The events to consider atom and clause GC are detected by the normal threads. If one thinks it is about time a bit of code is executed that creates the GC thread if it doesn’t exist yet or sends it a wakeup. The GC thread executes the atom and clause garbage collections. It might be better to wait with creating this thread until we get into a situation where it is really worthwhile. As is, the normal startup sequence is already enough to create this thread while, for example, your countdown does not produce any garbage atoms or clauses. Proper tuning of all these processes is an interesting challenge …

2 Likes

But doesn’t this still need to have a memory barrier if there’s a possibility of another thread changing the value? (That is, a memory barrier at every “call” to another predicate)

Also, I’m wondering if there’s something in time/1 that causes memory barriers or atomic operations?

Anyway, the GC paper appears to be this, so I have some reading ahead of me: https://www.researchgate.net/publication/279463524_Garbage_Collection_for_Prolog_Based_on_WAM_Revised_version
As this was written in 1986, am I correct in assuming that it runs in the same thread but it’s so fast that the stop for garbage collection isn’t noticeable?

No. Having the old one is normally safe, possibly less efficient.

time/1 should not be involved in this. It just fetches CPU and wall time before and after the call. Why?

I would not claim that. Yes, for most programs GC time is small. There are exceptions though. The profiler tells you about the impact of normal stack GC. Roughly backtracking code as your countdown does little GC. Good functional code does, but it is typically quite efficient. Only forward progress leaving choicepoints behind is the most common scenario for problems.

Just to confirm: the stack GC runs synchronously in the same thread as the stacks that it’s GC-ing? (that is it “stops the world”)

Trying to eliminate variables while trying to figure out why I get different times for threaded and unthreaded swipl (albeit with more “jitter” than I’d like, so it’s possible that all I’m seeing is due to random effects – I suppose I should try this on a machine where nothing is running, and not my ChromeBook which might have its own ideas about thread priorities).

- EXTRACTED ENTRIES -
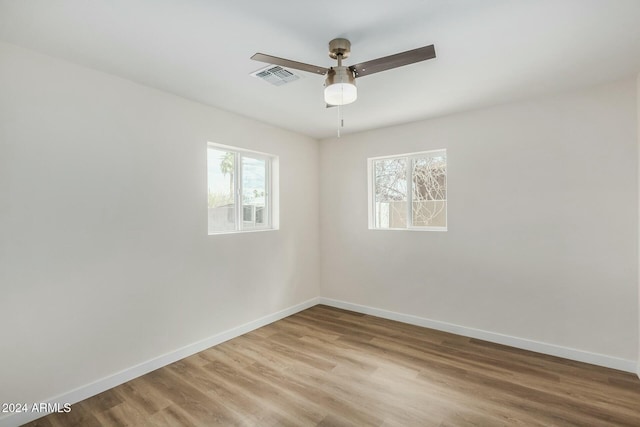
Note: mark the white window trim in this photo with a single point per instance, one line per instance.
(271, 194)
(371, 191)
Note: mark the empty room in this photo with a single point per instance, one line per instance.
(292, 213)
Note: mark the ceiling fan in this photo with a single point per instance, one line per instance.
(340, 86)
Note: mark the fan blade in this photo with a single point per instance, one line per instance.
(393, 61)
(289, 63)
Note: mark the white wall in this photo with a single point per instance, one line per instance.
(105, 261)
(543, 223)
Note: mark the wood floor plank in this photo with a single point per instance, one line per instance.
(331, 367)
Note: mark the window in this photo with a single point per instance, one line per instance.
(240, 195)
(408, 191)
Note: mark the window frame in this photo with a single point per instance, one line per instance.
(271, 162)
(409, 157)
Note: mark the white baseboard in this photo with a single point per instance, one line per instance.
(86, 391)
(525, 344)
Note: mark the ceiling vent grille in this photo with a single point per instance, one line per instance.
(276, 75)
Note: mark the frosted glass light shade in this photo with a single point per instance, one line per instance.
(340, 86)
(340, 93)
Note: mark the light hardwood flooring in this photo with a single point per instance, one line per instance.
(331, 367)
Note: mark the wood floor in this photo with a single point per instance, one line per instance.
(331, 367)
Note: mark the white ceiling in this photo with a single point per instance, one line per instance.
(488, 51)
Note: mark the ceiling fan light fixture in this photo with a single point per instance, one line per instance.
(340, 86)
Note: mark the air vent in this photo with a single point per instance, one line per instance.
(276, 75)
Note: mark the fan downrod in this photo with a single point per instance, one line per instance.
(339, 48)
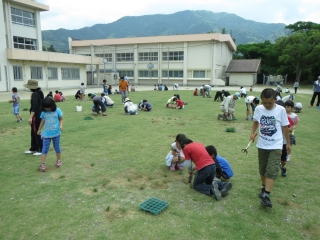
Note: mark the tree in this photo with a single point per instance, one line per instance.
(303, 26)
(299, 52)
(264, 51)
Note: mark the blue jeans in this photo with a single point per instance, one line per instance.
(46, 144)
(123, 95)
(204, 178)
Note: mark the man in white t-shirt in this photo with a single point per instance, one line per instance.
(271, 121)
(243, 92)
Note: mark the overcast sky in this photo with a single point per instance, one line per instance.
(75, 14)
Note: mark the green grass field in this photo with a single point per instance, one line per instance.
(112, 164)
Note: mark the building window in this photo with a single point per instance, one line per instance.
(24, 43)
(36, 73)
(199, 74)
(17, 73)
(22, 17)
(108, 56)
(148, 56)
(173, 74)
(52, 73)
(70, 73)
(124, 57)
(126, 73)
(147, 73)
(173, 56)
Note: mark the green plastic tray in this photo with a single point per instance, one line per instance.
(154, 205)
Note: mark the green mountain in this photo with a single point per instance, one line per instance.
(185, 22)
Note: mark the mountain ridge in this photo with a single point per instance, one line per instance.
(183, 22)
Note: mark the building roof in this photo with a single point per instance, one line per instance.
(31, 3)
(244, 66)
(158, 39)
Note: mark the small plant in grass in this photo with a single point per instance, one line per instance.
(123, 210)
(105, 182)
(308, 225)
(286, 202)
(230, 129)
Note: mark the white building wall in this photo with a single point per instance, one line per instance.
(3, 51)
(241, 79)
(45, 82)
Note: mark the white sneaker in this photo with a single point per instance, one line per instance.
(29, 152)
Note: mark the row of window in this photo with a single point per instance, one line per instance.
(172, 74)
(145, 56)
(22, 17)
(74, 73)
(37, 73)
(24, 43)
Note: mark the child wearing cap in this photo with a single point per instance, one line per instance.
(146, 106)
(228, 107)
(15, 100)
(130, 107)
(253, 102)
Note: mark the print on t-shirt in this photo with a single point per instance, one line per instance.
(268, 125)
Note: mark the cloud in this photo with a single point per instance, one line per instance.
(79, 14)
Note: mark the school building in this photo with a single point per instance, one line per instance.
(184, 59)
(21, 55)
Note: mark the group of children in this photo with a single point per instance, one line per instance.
(274, 119)
(175, 102)
(209, 166)
(57, 97)
(159, 87)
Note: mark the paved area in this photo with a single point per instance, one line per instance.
(6, 96)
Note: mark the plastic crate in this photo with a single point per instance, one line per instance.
(154, 205)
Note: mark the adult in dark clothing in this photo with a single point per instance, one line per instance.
(225, 93)
(77, 95)
(218, 96)
(34, 119)
(316, 92)
(109, 90)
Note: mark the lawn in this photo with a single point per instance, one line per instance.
(112, 164)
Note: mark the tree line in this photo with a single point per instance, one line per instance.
(296, 53)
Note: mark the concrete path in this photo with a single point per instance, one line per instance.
(6, 96)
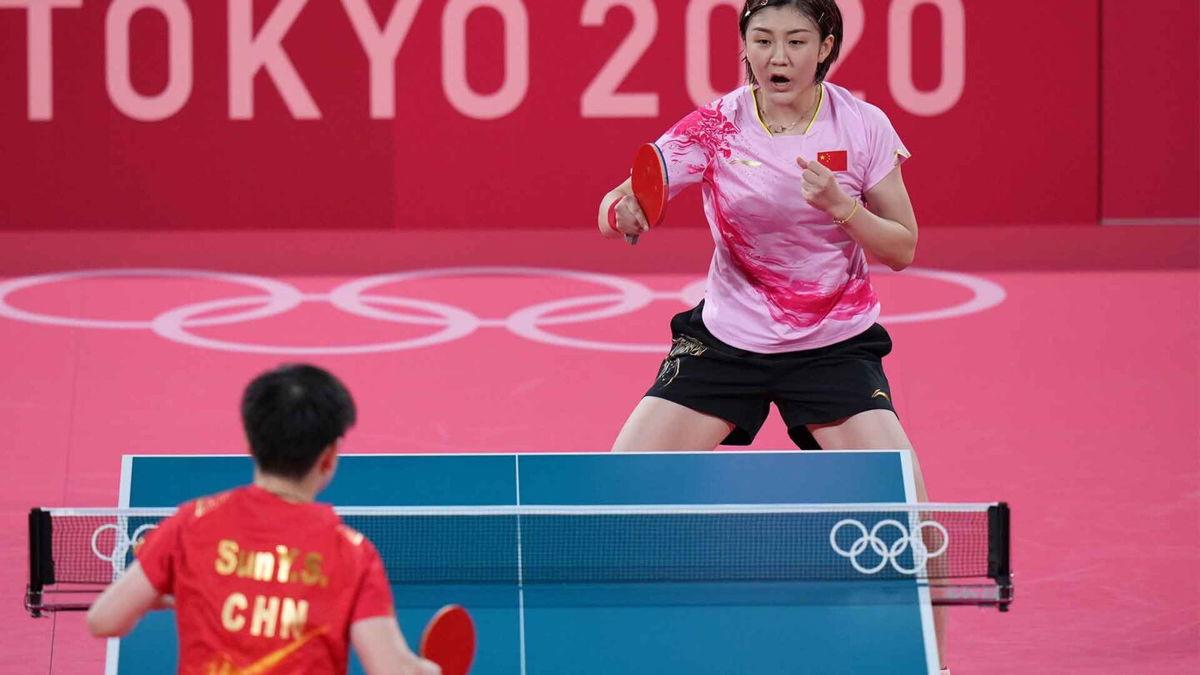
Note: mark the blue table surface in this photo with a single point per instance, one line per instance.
(585, 628)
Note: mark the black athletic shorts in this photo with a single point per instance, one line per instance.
(808, 387)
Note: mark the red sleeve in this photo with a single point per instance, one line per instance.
(159, 553)
(373, 596)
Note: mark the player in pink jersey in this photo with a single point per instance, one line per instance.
(801, 180)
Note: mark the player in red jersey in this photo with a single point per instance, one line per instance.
(263, 579)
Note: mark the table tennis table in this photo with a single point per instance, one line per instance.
(582, 628)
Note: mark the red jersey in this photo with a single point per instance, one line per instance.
(263, 585)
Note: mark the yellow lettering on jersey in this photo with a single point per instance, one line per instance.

- PARTS OF THE EXERCISE -
1. Write out everything in the garbage collection thread from "Anyway, the GC" down to "possibly less efficient.".
2. Write what comes next in the garbage collection thread, picking up after its last post.

- SET OF ANSWERS -
1.
Anyway, the GC paper appears to be this, so I have some reading ahead of me: https://www.researchgate.net/publication/279463524_Garbage_Collection_for_Prolog_Based_on_WAM_Revised_version
As this was written in 1986, am I correct in assuming that it runs in the same thread but it’s so fast that the stop for garbage collection isn’t noticeable?

No. Having the old one is normally safe, possibly less efficient.

2.
I tried this both with GC on and GC off.
With GC: 4 seconds
Without GC: 7 seconds
(Using statistics/0, GC took 0.1 seconds)

It would appear that GC makes things faster by avoiding some stack shifts (3 local, 19 global, 15 trail in 1.669 seconds).

(I’m seeing a lot of jitter in multiple runs, so I’ll need to try this on a different machine).

One could imagine a Prolog system where all predicates
are by default thread local, and where threads can only
share information through message passing.

You would more or less get JavaScript Workers. Such
a Prolog system would not anymore need synchronization of
predicates, neither needed for static nor dynamic predicates.

I am currently wondering whether I can build such a Prolog
variant and what the performance would be? But a special form of
thread local would be needed, since the predicate needs not be

visible among multiple workers.

Edit 27.02.2023
A bonus would be if the Prolog system had event
loops in its Workers by default, so that kind of fibers
would be available, and one would still have some benefits

of a multi-threaded Prolog system, just do it async
in the same thread. Maybe a couple service threads besides
the workers threads nevertheless, so that for example

things like call_with_time_limit/2 still work. Maybe such a
Worker Prolog could be bootstrapped from a multi-threaded
Prolog system by changing some defaults, for example

that predicates are by default this new form of thread local.

It seems quite a waste to replicate all static code over threads, no? I think I did make a mistake by having dynamic predicates by default shared. XSB has them by default local, which IMO is better. I made this choice because it seemed to cause fewer consequences. There are indeed some of these cases such as the file search path that you probably want shared. For a lot of user code, simply sharing dynamic predicates between threads does not work though.

YMMV, but it seems the difference between single and multi-threaded version is somewhere between 2 and 20%, depending on hardware, C compiler and Prolog program. Not very impressive I’d say.

That is surely still something we’d want, notably for the WASM version. I don’t see the relation to the above though? I see roughly two ways out:

  • When waiting for an event , grab the continuation and start than if the event comes in from the “event loop”
  • Have engines and make the event loop dispatch the event to the engine waiting for it.

The first has some issues because continuations in (SWI-)Prolog do not properly handle cuts that should cut “over” the continuation. The second may use too much resources, but might also work well. An engine is just some K-bytes if its stacks are nearly empty. As is, it is no option as engines are built on top of the thread infrastructure that we do not use for the WASM version. It is surely technically possible to untangle this and get engines in the single threaded version. Together with yield back to JavaScript that can (I think) get a fully transparent “async” experience with Prolog.

Fibers in Prolog terms, at least interpreted as Fiber (computer science) - Wikipedia is pretty much an engine as introduced by Paul Tarau and implemented in SWI-Prolog. And yes, they would allow implementing an event loop and do all this stuff. As said, that would require untangling them from threads. This is possibly not very hard. I don’t know.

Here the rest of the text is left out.